## SOURCE EXTRACT

=== Begin Enclosure ===

A case study of evaluating zeolite, CaCO3, and MnO2 for Cd-contaminated sediment reuse in soil

A simple disposal of metal-contaminated sediment on land can inevitably lead to increased soil concentrations of the elements, which consequently jeopardizes the soil environment for living organisms. In order to make the metal-contaminated sediment recyclable and reusable, one possible option is sediment stabilization using immobilizing amendments, in which the metals can be immobilized and the bioavailable fraction accounting for metal toxicity can be reduced. In the present study, three immobilizing amendments, including zeolite, calcium carbonate (CaCO3), and manganese dioxide (MnO2), were compared for their ability in reducing cadmium (Cd) bioavailability in the soil receiving Cd-contaminated sediment. Soil chemical analysis, calcium chloride (CaCl2)-extractable Cd fraction, plant uptake, and microbial assay were employed to give a relative comprehensive comparison with regard to the amendment efficacy. Results showed that although the total concentrations of Cu, Pb, and Zn were increased with the addition of sediment in soil, they were still under the guideline limit set at an elevated pH condition. Compared with zeolite and MnO2, CaCO3 showed the best mitigating effects on Cd toxicity, evidenced by reduced CaCl2-extractable Cd concentrations, increased dehydrogenase activities, and reduced Cd uptake by sorghum. Incorporation of CaCO3 with contaminated sediment was a new option of dredged sediment treatment for land application in Dongting Lake region, where the sediment was deviated from the waste stream without causing much concern on soil health.

=== End Enclosure ===

## PROBLEMS AND TASKS
1. Answer these questions from the sediment study abstract, one line each: (a) Which three immobilizing amendments were compared? (b) Which plant's Cd uptake was measured? (c) In which region is incorporating CaCO3 with contaminated sediment presented as a new treatment option?
2. List every method that the sediment study abstract says was used to compare how well the amendments worked.

## LISTED RECORDS
=== Begin Enclosure ===

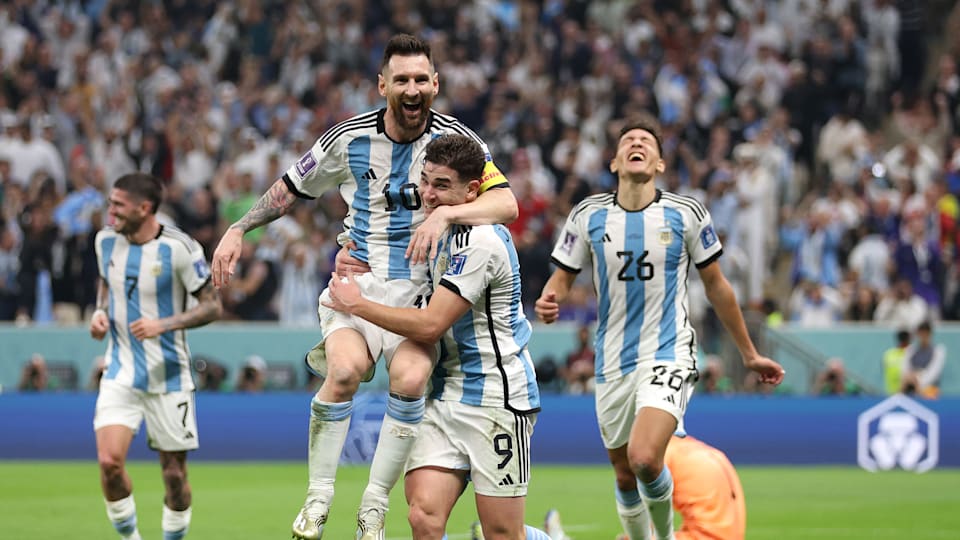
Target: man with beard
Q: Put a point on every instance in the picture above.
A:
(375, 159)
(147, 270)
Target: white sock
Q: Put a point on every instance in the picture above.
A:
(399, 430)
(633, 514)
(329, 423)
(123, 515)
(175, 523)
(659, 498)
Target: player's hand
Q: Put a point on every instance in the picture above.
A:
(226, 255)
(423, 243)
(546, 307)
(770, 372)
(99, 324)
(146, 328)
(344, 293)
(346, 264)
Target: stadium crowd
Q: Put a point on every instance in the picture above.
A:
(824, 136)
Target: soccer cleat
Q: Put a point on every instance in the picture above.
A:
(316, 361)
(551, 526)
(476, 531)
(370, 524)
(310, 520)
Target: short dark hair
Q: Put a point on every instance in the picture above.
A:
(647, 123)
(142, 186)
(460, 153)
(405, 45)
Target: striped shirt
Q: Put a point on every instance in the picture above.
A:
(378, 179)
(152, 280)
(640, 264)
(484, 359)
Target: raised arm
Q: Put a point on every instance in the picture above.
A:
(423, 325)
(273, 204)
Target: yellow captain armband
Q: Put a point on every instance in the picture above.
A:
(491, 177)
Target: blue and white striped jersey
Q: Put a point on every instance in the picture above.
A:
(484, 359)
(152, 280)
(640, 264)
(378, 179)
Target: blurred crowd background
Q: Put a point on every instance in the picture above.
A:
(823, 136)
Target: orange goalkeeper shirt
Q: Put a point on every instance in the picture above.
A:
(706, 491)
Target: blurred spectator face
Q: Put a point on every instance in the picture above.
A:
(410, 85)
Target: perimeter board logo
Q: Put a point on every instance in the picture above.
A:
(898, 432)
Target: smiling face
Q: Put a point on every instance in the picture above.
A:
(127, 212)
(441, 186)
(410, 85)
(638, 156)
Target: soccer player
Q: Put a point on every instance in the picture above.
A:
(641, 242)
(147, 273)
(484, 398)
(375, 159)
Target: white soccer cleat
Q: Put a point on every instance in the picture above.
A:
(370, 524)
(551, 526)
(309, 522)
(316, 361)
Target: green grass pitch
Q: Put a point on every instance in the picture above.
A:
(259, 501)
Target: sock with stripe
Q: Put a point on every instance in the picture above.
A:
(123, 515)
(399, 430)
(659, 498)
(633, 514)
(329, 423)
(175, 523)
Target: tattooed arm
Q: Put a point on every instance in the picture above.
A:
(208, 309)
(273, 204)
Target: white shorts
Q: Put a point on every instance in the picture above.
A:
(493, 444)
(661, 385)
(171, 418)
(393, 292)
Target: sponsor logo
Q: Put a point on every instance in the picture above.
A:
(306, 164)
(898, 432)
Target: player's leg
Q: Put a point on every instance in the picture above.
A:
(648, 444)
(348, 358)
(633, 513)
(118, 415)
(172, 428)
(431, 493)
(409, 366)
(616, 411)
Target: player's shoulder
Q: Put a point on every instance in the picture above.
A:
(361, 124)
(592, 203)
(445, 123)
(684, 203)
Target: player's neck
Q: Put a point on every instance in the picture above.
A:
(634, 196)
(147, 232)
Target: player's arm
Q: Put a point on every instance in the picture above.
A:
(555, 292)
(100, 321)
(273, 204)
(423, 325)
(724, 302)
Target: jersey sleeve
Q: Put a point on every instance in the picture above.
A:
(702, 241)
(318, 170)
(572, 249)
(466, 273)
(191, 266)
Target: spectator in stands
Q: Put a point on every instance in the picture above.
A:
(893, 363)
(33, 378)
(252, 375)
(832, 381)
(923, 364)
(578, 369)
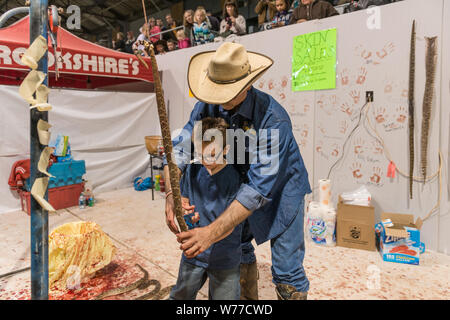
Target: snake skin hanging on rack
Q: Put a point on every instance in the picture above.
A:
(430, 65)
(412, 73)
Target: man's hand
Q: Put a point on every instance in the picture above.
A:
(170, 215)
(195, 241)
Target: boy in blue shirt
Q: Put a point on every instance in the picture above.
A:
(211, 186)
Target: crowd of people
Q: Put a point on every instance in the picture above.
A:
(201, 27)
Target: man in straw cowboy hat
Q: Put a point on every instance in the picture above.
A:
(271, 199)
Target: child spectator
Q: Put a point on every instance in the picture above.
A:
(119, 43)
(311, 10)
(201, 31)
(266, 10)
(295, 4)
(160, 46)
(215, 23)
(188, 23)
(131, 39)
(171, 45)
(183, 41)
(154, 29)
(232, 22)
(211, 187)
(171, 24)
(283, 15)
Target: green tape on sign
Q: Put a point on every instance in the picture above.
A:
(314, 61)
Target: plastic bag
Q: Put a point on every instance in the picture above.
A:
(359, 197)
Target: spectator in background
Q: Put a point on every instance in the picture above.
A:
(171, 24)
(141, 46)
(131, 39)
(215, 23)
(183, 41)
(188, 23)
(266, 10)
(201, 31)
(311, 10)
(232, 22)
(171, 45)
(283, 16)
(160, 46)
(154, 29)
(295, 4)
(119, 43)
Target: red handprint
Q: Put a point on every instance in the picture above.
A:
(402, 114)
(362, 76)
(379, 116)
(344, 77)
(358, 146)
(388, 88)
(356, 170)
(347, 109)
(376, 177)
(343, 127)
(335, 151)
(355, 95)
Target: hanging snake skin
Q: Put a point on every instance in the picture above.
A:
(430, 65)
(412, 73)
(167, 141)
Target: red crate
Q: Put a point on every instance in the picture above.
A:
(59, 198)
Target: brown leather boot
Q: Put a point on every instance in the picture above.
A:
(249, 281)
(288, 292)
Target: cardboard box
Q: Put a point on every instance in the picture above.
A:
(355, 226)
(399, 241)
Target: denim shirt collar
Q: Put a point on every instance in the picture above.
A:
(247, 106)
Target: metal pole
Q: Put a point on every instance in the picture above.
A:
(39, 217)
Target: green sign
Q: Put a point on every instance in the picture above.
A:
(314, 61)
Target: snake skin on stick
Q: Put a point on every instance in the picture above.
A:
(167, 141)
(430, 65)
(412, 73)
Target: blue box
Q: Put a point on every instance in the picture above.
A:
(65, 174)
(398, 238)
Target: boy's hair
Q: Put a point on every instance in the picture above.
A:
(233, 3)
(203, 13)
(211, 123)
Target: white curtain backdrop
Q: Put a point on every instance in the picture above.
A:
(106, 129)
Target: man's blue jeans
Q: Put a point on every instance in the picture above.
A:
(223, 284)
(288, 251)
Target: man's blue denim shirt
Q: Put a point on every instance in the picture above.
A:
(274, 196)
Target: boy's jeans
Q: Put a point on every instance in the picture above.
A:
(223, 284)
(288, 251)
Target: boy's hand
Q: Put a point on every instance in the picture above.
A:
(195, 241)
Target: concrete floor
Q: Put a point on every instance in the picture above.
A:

=== End Enclosure ===

## RESULTS OF THE TASKS
1.
(a) Zeolite, calcium carbonate (CaCO3), and manganese dioxide (MnO2)
(b) Sorghum
(c) The Dongting Lake region

2.
- Soil chemical analysis
- Calcium chloride (CaCl2)-extractable Cd fraction
- Plant uptake
- Microbial assay